### AUFGABENSTELLUNG:
Schreibe aus der Forendiskussion über das Nachrüsten eines Teichskimmers den Abschnitt wortgetreu ab, der mit „Frage 1: Wie“ beginnt und mit „Hallo Roman!“ endet.

### EXTRAHIERTER TEXT:
# Teich ohne Technik mit Skimmer/Technik nachrüsten



## Roman37 (28. März 2016)

Liebe Forengemeinde,,

nachdem ich mit der Suchfunktion nur "Profi-Diskussionen" gefunden habe, hier eine Laien-Frage:

Mein Schwimmteich soll mit einem Skimmer und Filterpumpe nachgerüstet werden um die Wasseroberfläche zu reinigen.
Vom Teichbauer habe ich ein Angebot für einen ProfiSkim 100 und einer Oase 16000 Eco, was alleine ca. 900 Euro kosten soll.

Mein Teich hat eine Wasseroberfläche von ca. 120 m2 und ist an dder tiefsten Stelle ca. 3,5 Meter tief.

Frage 1: Wie funktioniert Skimmer mit Pumpe? gibt es hierzu Skizzen die auch ein Laie kappiert?
Frage 2: In diversen Threads werden Rohrskimmer als kostengünstigere Alternative erwähnt. Gibt es gute Alternativen?

Danke....und lg


----------



## trampelkraut (28. März 2016)

Hallo Roman!

Das ist schon ein edles Teil

Ist allerdings nur bis 80 m² geeignet, aber ich habe bei 160 m² Teichfläche auch nur einen Skimmer.

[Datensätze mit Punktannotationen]

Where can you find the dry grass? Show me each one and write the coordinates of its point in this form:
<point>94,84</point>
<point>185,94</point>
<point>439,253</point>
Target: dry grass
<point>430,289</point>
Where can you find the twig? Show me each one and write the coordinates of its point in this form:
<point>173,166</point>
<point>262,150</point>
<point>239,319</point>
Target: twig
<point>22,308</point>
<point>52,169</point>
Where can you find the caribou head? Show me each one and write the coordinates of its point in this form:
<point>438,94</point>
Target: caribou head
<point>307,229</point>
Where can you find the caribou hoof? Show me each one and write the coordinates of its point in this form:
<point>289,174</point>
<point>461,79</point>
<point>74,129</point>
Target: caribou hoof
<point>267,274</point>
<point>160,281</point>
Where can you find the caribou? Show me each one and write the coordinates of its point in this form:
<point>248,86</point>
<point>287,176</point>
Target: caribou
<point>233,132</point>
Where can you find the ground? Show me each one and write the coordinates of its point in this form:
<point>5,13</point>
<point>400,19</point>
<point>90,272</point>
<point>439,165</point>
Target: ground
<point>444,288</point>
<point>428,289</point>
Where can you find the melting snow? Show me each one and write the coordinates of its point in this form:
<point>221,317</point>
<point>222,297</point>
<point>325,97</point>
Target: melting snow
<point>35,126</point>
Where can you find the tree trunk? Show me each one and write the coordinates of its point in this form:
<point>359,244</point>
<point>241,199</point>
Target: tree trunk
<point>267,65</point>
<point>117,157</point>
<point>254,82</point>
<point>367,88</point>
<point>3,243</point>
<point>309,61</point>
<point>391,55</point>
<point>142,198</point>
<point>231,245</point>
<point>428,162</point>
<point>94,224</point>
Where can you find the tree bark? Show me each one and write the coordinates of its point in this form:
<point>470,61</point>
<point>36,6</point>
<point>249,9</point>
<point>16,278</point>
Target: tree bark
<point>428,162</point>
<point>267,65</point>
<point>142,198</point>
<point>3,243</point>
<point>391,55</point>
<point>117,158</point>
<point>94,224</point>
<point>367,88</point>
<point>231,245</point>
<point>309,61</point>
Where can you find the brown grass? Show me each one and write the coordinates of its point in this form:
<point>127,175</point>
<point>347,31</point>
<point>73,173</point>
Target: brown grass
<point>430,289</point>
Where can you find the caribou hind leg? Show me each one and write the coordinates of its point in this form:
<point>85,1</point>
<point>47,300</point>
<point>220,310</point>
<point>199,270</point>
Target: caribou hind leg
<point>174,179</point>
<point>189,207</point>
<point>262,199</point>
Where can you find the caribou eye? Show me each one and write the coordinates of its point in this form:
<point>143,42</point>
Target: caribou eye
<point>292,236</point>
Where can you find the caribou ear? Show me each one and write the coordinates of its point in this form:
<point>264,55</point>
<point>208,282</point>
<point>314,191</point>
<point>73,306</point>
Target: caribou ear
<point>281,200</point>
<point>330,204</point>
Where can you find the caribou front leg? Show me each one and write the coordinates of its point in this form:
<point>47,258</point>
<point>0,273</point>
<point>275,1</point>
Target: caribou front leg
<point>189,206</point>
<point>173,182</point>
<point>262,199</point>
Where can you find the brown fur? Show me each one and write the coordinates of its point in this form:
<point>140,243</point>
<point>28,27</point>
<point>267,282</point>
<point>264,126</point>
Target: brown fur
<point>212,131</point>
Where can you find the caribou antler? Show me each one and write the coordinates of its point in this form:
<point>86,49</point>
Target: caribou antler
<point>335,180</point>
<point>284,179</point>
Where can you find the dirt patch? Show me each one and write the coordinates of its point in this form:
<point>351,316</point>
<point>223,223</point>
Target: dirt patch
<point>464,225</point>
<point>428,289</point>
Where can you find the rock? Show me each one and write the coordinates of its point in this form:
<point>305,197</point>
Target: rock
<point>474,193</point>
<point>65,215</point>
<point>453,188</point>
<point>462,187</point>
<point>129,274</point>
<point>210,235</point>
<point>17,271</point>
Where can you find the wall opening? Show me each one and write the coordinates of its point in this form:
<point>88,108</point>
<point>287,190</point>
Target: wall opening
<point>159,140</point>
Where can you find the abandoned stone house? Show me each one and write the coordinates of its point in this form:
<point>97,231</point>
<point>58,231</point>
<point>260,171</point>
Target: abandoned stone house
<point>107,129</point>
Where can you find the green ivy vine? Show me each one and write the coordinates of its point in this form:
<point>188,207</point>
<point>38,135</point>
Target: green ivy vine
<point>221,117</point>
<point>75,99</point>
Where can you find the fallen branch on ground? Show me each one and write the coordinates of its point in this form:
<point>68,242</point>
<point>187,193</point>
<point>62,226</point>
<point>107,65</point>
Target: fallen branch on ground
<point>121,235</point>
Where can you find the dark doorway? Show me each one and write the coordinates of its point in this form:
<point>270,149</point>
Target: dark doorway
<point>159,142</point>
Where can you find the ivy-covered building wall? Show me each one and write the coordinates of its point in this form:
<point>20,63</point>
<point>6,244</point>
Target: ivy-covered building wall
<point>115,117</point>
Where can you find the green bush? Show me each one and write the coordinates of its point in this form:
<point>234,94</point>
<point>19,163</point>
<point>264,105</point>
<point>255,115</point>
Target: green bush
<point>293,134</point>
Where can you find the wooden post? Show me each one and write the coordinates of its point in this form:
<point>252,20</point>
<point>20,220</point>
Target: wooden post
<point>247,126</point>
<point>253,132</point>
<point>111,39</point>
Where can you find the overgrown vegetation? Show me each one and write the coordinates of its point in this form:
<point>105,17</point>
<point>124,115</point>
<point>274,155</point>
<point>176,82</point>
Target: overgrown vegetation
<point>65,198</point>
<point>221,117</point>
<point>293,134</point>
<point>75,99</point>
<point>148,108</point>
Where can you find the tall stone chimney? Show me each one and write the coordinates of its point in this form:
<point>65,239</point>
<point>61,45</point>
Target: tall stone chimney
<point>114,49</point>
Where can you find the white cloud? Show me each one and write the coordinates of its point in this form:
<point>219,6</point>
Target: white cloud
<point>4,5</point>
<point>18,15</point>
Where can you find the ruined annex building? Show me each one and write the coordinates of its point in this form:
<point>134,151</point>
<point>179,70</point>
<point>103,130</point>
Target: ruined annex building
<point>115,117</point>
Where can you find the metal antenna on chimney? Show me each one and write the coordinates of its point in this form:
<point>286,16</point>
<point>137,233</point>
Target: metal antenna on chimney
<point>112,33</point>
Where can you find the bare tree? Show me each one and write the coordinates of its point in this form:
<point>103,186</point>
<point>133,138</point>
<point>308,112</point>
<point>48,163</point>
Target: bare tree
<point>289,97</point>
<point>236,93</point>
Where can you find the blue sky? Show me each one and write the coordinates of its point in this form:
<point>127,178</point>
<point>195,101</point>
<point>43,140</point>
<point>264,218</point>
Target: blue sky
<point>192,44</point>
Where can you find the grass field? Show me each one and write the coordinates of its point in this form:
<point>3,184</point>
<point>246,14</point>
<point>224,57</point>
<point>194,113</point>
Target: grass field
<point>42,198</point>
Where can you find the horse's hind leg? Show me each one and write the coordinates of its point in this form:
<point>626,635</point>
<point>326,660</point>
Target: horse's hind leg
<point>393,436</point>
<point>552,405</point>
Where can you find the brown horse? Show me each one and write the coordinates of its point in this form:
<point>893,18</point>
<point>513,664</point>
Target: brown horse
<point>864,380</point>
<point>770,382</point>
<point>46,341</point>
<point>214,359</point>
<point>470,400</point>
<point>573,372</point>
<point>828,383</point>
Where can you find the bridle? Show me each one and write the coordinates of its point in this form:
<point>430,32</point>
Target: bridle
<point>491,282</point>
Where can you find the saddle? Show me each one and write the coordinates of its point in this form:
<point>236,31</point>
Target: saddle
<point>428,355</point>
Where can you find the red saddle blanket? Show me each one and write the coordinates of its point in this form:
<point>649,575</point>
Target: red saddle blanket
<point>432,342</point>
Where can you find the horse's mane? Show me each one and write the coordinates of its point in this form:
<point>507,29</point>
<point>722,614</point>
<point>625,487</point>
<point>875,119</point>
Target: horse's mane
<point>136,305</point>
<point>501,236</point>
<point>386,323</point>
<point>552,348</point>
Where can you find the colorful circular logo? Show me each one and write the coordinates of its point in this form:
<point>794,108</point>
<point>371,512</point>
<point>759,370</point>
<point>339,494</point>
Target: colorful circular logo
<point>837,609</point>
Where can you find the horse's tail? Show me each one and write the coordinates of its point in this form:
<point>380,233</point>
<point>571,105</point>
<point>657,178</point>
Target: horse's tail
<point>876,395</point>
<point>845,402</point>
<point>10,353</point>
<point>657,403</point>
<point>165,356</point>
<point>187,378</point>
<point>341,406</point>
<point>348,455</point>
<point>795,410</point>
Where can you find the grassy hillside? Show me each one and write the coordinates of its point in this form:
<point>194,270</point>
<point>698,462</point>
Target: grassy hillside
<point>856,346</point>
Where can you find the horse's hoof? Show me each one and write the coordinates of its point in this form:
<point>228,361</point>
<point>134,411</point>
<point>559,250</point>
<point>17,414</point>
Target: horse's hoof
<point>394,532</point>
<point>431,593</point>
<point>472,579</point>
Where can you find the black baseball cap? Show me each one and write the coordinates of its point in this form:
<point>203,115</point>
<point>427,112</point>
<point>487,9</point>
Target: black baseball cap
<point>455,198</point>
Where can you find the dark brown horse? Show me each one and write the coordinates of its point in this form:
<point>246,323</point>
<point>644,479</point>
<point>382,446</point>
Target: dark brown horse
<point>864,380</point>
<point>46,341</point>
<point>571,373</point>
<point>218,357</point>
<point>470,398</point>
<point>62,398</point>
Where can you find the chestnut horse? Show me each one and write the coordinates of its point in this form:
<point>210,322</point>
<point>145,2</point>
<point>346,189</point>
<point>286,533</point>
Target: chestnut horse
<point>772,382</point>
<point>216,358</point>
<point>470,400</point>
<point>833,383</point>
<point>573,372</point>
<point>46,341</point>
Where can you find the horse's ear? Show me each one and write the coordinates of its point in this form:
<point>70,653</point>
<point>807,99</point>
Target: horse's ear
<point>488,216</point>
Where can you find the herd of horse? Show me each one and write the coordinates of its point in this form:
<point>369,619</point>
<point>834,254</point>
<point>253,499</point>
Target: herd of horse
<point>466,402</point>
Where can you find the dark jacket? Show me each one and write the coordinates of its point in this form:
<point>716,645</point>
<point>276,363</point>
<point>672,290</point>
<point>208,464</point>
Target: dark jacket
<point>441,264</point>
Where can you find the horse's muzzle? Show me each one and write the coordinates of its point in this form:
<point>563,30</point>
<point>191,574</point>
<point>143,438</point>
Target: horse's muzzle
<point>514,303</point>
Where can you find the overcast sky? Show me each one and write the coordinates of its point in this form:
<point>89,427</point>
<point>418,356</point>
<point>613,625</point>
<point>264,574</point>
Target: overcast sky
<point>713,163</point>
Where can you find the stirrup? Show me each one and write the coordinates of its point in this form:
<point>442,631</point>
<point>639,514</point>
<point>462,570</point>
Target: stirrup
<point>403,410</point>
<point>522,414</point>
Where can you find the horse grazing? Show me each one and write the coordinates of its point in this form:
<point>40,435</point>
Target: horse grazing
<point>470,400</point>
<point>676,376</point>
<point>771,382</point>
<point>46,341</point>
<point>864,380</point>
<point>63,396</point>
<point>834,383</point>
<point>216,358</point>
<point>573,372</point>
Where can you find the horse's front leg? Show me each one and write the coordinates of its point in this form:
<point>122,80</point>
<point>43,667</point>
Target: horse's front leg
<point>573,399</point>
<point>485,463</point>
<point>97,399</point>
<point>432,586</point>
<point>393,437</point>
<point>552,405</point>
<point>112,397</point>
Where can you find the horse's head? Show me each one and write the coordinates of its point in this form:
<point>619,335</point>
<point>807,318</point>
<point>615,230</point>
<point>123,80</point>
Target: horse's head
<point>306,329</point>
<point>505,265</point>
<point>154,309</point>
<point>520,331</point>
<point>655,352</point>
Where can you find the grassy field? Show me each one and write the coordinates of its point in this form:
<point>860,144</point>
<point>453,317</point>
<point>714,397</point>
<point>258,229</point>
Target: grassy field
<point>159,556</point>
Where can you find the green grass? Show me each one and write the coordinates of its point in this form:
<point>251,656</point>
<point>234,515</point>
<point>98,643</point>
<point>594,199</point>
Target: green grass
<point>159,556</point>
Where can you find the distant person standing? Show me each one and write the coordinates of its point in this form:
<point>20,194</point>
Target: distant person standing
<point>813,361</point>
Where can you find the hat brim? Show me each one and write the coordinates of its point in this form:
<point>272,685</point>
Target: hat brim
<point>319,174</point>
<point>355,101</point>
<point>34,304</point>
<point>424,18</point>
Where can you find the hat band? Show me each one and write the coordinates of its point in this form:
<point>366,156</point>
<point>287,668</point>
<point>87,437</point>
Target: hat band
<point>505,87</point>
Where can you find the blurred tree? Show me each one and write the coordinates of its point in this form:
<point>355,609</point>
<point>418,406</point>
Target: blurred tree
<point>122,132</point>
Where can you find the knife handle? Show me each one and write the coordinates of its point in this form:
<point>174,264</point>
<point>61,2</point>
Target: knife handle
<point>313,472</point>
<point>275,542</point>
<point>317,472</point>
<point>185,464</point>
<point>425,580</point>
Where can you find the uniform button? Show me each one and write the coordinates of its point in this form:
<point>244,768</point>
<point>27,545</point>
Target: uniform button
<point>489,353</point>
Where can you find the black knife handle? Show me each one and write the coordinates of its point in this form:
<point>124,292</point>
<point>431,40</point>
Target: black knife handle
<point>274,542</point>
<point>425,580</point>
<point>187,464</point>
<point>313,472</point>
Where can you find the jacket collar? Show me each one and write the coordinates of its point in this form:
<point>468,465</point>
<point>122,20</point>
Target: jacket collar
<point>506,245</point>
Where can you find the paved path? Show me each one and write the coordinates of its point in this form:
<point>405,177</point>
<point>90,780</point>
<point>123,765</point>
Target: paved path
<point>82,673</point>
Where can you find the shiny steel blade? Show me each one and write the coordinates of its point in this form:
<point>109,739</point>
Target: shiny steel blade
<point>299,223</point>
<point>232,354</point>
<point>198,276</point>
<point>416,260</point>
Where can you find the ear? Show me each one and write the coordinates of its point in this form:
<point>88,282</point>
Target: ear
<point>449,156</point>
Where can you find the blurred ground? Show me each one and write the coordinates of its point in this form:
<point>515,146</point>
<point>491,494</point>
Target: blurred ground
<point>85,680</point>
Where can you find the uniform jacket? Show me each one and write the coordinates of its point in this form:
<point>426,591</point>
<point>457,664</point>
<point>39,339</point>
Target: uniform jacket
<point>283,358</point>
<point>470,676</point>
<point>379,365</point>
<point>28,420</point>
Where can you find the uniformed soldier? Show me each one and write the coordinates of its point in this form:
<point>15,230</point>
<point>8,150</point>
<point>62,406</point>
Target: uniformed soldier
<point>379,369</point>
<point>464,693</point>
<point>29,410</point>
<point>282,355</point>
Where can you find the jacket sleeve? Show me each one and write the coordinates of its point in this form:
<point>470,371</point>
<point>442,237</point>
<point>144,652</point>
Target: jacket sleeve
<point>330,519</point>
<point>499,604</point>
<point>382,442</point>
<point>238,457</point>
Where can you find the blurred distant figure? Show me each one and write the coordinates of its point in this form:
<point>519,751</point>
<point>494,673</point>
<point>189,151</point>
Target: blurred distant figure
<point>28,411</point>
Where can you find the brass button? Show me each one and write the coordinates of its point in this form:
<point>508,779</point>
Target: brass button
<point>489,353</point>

### LÖSUNG:
Frage 1: Wie funktioniert Skimmer mit Pumpe? gibt es hierzu Skizzen die auch ein Laie kappiert?
Frage 2: In diversen Threads werden Rohrskimmer als kostengünstigere Alternative erwähnt. Gibt es gute Alternativen?

Danke....und lg


----------



## trampelkraut (28. März 2016)

Hallo Roman!